The problem –
Pull out every line of the data below that contains the string "slash". Case matters.

### Source material

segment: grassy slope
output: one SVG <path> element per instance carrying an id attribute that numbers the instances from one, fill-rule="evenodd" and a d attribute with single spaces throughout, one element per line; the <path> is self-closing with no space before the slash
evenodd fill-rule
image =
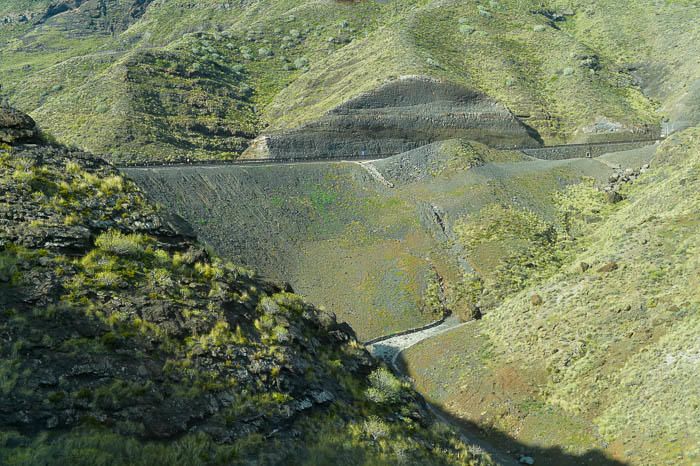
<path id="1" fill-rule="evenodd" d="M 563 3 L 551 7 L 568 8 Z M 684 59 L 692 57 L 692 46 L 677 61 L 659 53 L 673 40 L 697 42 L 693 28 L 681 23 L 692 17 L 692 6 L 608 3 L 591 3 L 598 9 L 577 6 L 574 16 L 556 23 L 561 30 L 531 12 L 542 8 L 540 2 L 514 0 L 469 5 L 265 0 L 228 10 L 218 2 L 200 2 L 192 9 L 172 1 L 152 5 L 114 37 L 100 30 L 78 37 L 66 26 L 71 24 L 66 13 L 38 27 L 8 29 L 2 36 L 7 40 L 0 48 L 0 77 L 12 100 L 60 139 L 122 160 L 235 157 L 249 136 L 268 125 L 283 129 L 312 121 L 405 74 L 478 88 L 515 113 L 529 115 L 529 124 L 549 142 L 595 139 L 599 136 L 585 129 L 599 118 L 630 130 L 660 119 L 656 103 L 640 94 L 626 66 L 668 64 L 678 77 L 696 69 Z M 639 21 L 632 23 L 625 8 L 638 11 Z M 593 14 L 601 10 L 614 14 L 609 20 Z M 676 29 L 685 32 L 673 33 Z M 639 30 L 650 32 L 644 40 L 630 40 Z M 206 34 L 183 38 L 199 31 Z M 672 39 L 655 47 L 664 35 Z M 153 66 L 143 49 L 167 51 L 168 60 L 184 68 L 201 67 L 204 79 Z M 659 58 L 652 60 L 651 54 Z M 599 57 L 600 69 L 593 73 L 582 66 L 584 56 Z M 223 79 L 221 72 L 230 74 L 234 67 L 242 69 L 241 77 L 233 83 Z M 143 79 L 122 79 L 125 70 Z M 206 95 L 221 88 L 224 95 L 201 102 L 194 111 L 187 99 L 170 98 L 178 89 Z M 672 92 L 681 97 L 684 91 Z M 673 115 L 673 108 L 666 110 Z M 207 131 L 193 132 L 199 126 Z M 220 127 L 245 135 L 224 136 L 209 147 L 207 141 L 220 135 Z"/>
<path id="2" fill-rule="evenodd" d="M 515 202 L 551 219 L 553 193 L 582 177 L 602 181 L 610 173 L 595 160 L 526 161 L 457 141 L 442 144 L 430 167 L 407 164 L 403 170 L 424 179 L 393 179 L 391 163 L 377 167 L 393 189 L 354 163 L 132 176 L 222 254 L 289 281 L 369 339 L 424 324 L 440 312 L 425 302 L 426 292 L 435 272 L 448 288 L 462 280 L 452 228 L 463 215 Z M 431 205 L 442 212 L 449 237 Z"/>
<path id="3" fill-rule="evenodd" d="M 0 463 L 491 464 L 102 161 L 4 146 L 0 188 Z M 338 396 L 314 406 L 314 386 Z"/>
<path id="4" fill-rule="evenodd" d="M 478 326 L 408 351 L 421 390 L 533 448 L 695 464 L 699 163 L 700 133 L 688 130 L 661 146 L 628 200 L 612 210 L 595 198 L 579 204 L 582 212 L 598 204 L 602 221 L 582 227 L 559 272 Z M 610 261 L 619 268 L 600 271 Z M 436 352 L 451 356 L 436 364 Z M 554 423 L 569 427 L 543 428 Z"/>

######

Response –
output: one SVG <path> element per instance carrying an id attribute that numbers the instances from one, fill-rule="evenodd" and a d attribute with single spaces throughout, one element per line; the <path> is self-closing with no space before the slash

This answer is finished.